From the WSJ Opinion Archives
TASTE COMMENTARY
You Can Look It Up
Or can you? Bartlett's arrives in a new edition. Who's in, who's out and why.
In "My Early Life," Winston Churchill had praise for Bartlett's Familiar Quotations. "An admirable work," he declared. "The quotations when engraved upon the memory give you good thoughts." Churchill believed that browsing through Bartlett's made one "anxious to read the authors and look for more."
Perhaps. In any book of quotations there are dozens of authors whom one intends to read, someday. Indeed, the ideal source of the perfect quotation--the classic epigram, the witty rejoinder, the ironic aperçu--is one's own reading and not the index to a reference book. But most of us do not have world enough and time (Andrew Marvell, "To His Coy Mistress").
Enter Bartlett's. The first edition of that venerable compendium of quotations appeared in 1855; the latest will be published next week. Some readers may view Bartlett's as Churchill did, but I suspect that many will follow P.G. Wodehouse, who regarded it as a literary tapas bar, to be raided for choice nuggets. Real meals are not on the menu.
Wodehouse is justly famous for his expert deployment of literary quotation. He freely sprinkled his stories with snippets from Shakespeare, the Bible, Omar Khayyám, Bret Harte and others. His readers assumed this was evidence of the Master's wide reading. But Wodehouse himself cheerfully drew attention to the importance of Bartlett's, "that indispensable adjunct to literary success."

Dataset entries:
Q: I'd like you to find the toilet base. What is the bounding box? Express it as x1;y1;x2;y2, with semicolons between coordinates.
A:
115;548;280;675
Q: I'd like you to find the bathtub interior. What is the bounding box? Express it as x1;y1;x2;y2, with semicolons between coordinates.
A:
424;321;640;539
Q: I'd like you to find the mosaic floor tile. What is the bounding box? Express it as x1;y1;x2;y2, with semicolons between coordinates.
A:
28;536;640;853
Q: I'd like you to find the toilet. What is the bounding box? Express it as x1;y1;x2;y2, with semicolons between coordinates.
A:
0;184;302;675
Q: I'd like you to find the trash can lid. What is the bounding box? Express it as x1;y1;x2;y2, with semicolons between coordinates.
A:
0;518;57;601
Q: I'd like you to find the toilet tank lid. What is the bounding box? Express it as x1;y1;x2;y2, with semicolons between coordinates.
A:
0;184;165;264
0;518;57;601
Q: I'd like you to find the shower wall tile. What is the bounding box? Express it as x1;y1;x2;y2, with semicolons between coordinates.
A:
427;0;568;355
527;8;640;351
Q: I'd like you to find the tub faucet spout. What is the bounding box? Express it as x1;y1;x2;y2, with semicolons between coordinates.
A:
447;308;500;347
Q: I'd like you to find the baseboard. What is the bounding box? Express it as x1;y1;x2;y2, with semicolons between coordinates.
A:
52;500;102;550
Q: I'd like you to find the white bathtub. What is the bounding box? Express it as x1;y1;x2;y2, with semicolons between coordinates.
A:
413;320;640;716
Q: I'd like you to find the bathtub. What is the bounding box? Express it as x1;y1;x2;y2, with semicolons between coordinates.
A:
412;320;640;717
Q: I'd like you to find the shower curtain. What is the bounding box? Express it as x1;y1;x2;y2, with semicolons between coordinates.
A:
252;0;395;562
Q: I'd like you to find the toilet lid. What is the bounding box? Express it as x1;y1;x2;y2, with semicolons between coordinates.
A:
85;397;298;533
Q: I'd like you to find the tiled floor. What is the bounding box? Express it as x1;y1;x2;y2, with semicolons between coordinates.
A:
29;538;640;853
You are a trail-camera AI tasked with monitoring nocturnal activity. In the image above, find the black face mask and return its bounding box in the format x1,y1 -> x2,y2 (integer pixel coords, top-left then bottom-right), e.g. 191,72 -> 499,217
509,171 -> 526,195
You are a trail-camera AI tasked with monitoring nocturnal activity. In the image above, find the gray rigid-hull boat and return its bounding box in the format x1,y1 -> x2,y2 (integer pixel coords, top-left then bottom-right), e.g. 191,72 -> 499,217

Set problem A:
Answer these questions using the article on Bartlett's Familiar Quotations.
(i) In which of his books did Winston Churchill praise Bartlett's?
(ii) In what year did the first edition of Bartlett's appear?
(iii) What phrase did Wodehouse use for Bartlett's?
Set problem B: Print the passage of the Bartlett's article starting with "Enter Bartlett's. The" and going on through "on the menu.".
Answer from the article alone and leave the items aside.

Expected answer A:
(i) "My Early Life"
(ii) 1855
(iii) "that indispensable adjunct to literary success"

Expected answer B:
Enter Bartlett's. The first edition of that venerable compendium of quotations appeared in 1855; the latest will be published next week. Some readers may view Bartlett's as Churchill did, but I suspect that many will follow P.G. Wodehouse, who regarded it as a literary tapas bar, to be raided for choice nuggets. Real meals are not on the menu.